** Task details **
Reproduce the listing below with each "single dot" replaced by "single point" and all else left unchanged. Omit the pictures from your answer.

** Information shown **

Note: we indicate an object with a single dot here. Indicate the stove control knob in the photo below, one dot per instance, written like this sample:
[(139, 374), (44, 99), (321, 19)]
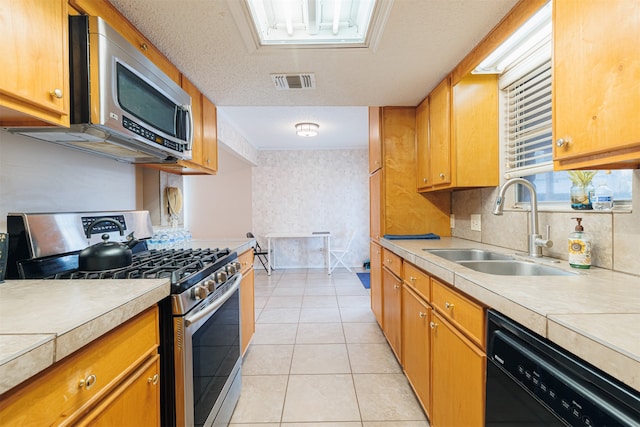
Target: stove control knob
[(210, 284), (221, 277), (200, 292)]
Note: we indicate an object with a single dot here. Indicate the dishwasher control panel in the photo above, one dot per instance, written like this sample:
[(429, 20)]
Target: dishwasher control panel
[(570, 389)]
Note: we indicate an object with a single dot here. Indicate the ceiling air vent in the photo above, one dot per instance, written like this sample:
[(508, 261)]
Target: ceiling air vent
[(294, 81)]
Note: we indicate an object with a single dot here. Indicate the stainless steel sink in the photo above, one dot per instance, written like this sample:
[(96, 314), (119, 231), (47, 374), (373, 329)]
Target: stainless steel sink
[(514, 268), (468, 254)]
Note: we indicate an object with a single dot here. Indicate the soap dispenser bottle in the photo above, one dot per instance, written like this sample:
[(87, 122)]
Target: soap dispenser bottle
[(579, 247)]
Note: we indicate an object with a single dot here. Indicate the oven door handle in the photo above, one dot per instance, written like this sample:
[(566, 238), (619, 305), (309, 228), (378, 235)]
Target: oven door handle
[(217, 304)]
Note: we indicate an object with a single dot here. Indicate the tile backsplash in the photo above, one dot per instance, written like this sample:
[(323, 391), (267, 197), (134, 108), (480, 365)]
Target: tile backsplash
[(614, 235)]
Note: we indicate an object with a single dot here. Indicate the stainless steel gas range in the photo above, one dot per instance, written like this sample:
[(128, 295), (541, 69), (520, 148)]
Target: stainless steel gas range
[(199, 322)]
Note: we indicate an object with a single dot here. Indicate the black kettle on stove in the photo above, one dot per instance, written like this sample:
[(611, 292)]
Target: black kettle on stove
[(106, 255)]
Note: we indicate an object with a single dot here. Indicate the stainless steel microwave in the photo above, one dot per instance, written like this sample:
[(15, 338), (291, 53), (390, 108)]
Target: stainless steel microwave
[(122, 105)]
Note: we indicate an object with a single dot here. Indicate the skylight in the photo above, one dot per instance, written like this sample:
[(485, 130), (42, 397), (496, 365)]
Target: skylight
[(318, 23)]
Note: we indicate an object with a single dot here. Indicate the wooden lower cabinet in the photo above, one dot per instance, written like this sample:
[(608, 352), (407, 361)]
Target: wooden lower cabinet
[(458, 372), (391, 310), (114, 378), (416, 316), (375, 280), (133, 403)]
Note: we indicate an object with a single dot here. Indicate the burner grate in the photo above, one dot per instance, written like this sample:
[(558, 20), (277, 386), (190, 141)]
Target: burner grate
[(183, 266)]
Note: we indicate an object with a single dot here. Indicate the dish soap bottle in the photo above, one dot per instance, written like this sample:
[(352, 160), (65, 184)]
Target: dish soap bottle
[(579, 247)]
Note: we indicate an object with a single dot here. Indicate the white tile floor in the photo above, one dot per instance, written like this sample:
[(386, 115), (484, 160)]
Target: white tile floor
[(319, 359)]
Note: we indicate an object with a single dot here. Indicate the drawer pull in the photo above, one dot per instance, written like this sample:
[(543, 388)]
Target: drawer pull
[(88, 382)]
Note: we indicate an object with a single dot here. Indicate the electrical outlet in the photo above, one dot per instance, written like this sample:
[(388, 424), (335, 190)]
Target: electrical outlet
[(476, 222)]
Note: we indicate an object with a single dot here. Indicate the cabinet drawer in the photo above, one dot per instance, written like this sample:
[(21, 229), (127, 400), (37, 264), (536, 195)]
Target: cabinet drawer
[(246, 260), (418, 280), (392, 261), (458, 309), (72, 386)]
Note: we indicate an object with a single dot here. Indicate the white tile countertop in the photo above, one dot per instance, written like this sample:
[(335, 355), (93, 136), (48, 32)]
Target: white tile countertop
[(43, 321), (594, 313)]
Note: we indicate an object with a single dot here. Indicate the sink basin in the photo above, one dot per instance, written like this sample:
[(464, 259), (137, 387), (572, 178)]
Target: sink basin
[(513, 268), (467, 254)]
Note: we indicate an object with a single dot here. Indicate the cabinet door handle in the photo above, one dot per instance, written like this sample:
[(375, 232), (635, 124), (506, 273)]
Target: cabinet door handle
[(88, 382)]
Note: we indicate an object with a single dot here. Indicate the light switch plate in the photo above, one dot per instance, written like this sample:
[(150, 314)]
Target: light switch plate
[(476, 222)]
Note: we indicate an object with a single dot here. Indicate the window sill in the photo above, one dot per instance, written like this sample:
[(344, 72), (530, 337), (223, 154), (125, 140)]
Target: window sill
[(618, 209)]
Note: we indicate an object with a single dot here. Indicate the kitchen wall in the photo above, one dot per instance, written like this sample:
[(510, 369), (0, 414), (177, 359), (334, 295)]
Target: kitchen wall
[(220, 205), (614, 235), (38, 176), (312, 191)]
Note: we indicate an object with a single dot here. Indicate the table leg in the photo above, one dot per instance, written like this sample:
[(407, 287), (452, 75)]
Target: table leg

** Exercise result **
Note: we indicate an object with a single point here. Indicate the stove control knob in the photo below, one dot per instance, written like this sample:
[(139, 374), (44, 99), (321, 19)]
Target: stove control knob
[(210, 284), (221, 277), (200, 292)]
Note: we indicate an object with a single point here. Indicate the dishwasher control panel in the photo above, one dot per instance, written like this sample:
[(429, 20)]
Target: dishwasher control panel
[(570, 389)]
Note: we indicate an object with a single point here. Indicate the ceiling air vent in the photo above, one dot per instance, written like this sample:
[(508, 261)]
Target: ceiling air vent
[(294, 81)]
Note: we indicate an object with a single point here. Indicate the stainless steel sink in the photo above, one dot per instance, written like this sample:
[(96, 314), (119, 231), (47, 374), (373, 329)]
Target: stainless steel sink
[(514, 268), (468, 254)]
Note: we indicate an object with a single point here. Indicate the soap dispenser bottle in the photo above, one dot per instance, written like this sample:
[(87, 122)]
Target: soap dispenser bottle
[(579, 247)]
Note: we indicate an object with a single point here. Indicate the oven door handle in the photo above, one dot per instance, written like this sample:
[(566, 238), (619, 305), (309, 228), (378, 235)]
Target: oven door handle
[(217, 304)]
Note: we indicate an object with a single point here. Indicate the tile backsplash in the photo above, one dot per instance, written like this sample:
[(323, 391), (267, 197), (134, 108), (480, 365)]
Target: tile backsplash
[(614, 235)]
Note: we indicate an object with a single point here. Indicate the stainless steel gas range in the photo above, one dot per instance, written like this sample:
[(128, 295), (541, 69), (520, 148)]
Target: stainless steel gas range
[(199, 322)]
Note: we indicate an object with a single point here. Indicate the black kettle on stove in the photo above, one dot per instance, written like this sample:
[(611, 292)]
Target: black kettle on stove
[(106, 255)]
Note: we indicate an object with a single point here. Indicate the stainless steel microwave in the photo above, one dot per instance, written like this sample:
[(15, 338), (291, 53), (390, 108)]
Target: stainless steel microwave
[(122, 105)]
Note: we indicate an object with a single point here. Indicate the skylight in the photo above, one dot per instance, written like this sample:
[(485, 130), (42, 397), (496, 365)]
Target: skylight
[(318, 23)]
Note: we indicate an object with a single point here. Indicate the wooden lower cabinet in the photo above, one dot per instance, written like this sample:
[(608, 352), (407, 361)]
Target: wooden lower cabinet
[(458, 372), (391, 310), (114, 378), (416, 316), (375, 280), (133, 403)]
Note: we indicate an object with a single point here. Indicate the burner grate in the photo above, one dot per instance, written like this sample:
[(558, 20), (277, 386), (190, 141)]
Target: burner grate
[(183, 266)]
Note: we indicate an object with a single point here. Indicate the dish soap bottle in the photo above, one dot per instance, written like this sample:
[(352, 160), (65, 184)]
Target: dish soap bottle
[(579, 247)]
Note: we indicate an object with a single point here. Indicate the white tile floor in the photo above, one dot per instance, written like this sample:
[(386, 115), (484, 160)]
Target: white tile floor
[(319, 359)]
Note: we indicate an object with a single point here. Indicate the drawer pull in the photo above, one dot per instance, written like this sample:
[(543, 388)]
Target: drawer pull
[(88, 382)]
Note: we indicate an object with a single point here. Indicate the electrical outlet in the photo above, one dot per instance, written like this sample:
[(388, 424), (335, 190)]
Target: electrical outlet
[(476, 222)]
Note: we indicate an object with a single point here. Indicate the cabinet drawer in the photo above, one dot per instance, written like this sample:
[(21, 229), (127, 400), (37, 264), (536, 195)]
Target: cabinet drawer
[(246, 260), (418, 280), (392, 261), (458, 309), (72, 386)]
Note: we indicate an object with a single point here. Indicate the white tile countertop in the photo above, one dot per instance, written like this sample:
[(335, 355), (93, 136), (48, 32)]
Target: white tile countertop
[(43, 321), (594, 313)]
Note: we indicate an object with a single point here. Indicate the sink basin in the photo above, one dot per instance, written like this sample:
[(464, 259), (137, 387), (572, 178)]
Target: sink basin
[(513, 268), (467, 254)]
Note: we indicate an object with a single point here. Indicate the cabinet door handle in the photo above, one dot per instance, written like this sample:
[(375, 232), (635, 124), (506, 273)]
Target: cabinet door handle
[(88, 382)]
Note: we indicate an object with a single point here. Indicate the light switch plate in the photo above, one dot per instance, written like this sample:
[(150, 314)]
Target: light switch plate
[(476, 222)]
Note: we indicate an object with a single point here. Indicate the window sill in the photo above, one dot per instance, written like this sample:
[(344, 72), (530, 337), (223, 154), (125, 140)]
Target: window sill
[(618, 209)]
Note: we indicate an object with a single point here. Indicate the kitchen wall in the photo above, one dot per instance, written like this sample:
[(510, 369), (0, 414), (177, 359), (334, 295)]
Target: kitchen wall
[(220, 205), (614, 235), (38, 176), (312, 191)]
Note: we indicate an object with a single point here. Indicate the table leg in the photo above, one dot per instance, written like this sample:
[(407, 287), (452, 75)]
Target: table leg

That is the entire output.